___ Dataset entries
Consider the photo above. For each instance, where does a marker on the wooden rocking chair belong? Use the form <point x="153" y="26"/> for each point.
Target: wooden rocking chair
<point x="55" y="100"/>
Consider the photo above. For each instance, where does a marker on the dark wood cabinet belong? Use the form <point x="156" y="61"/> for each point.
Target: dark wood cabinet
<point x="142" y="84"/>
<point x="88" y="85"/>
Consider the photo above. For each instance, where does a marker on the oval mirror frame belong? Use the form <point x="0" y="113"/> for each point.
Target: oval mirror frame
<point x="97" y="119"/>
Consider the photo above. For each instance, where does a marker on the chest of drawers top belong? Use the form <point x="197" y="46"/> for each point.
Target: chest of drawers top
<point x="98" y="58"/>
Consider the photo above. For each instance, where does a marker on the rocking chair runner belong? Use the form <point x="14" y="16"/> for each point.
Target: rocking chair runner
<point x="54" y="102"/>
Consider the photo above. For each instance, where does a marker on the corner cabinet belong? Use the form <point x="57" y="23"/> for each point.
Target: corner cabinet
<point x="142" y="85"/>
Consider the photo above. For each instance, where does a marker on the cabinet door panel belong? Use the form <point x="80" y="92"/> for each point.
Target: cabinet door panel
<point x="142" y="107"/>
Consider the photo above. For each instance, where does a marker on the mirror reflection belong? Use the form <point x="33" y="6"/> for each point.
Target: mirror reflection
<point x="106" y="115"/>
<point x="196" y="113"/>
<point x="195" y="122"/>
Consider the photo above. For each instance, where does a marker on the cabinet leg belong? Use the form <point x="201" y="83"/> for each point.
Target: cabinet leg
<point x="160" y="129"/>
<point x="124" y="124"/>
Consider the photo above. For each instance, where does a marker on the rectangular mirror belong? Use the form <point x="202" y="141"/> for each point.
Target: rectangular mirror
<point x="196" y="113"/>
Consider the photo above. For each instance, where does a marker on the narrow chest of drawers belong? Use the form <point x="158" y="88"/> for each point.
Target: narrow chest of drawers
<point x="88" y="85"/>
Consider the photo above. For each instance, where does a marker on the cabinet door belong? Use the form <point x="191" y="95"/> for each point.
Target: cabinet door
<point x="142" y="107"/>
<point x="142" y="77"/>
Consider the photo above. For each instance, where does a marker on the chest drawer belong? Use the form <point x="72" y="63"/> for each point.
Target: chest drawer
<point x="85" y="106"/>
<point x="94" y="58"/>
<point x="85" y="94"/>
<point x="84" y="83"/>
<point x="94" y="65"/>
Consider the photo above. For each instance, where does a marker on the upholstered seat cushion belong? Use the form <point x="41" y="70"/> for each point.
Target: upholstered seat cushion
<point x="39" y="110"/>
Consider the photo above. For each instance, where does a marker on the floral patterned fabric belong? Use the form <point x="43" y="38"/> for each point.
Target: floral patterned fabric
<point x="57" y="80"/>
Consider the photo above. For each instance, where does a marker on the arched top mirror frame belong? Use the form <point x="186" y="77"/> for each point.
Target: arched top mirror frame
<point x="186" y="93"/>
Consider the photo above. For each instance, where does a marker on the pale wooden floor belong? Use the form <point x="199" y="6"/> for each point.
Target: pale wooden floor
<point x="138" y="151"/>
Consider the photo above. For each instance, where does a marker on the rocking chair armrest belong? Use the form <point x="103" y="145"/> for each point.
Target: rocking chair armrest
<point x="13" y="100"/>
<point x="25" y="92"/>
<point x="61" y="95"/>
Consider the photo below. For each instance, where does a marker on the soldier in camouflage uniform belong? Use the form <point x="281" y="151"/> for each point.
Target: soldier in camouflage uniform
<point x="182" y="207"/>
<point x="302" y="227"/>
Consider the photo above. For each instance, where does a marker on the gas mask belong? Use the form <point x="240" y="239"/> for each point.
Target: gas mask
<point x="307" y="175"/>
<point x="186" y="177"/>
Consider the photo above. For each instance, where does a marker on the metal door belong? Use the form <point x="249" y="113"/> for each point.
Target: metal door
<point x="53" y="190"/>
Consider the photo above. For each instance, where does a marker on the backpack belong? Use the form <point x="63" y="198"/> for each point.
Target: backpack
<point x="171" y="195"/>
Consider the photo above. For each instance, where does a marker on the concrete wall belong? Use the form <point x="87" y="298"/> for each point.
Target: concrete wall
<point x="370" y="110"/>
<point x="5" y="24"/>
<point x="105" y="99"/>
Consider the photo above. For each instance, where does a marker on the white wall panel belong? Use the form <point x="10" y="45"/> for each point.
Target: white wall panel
______
Task statement
For the string "white", find every line of the material that contains it, and copy each one.

Task response
Consider the photo above. For each instance, where does a marker on the white wall panel belong? Use the form <point x="10" y="45"/> for each point.
Target: white wall panel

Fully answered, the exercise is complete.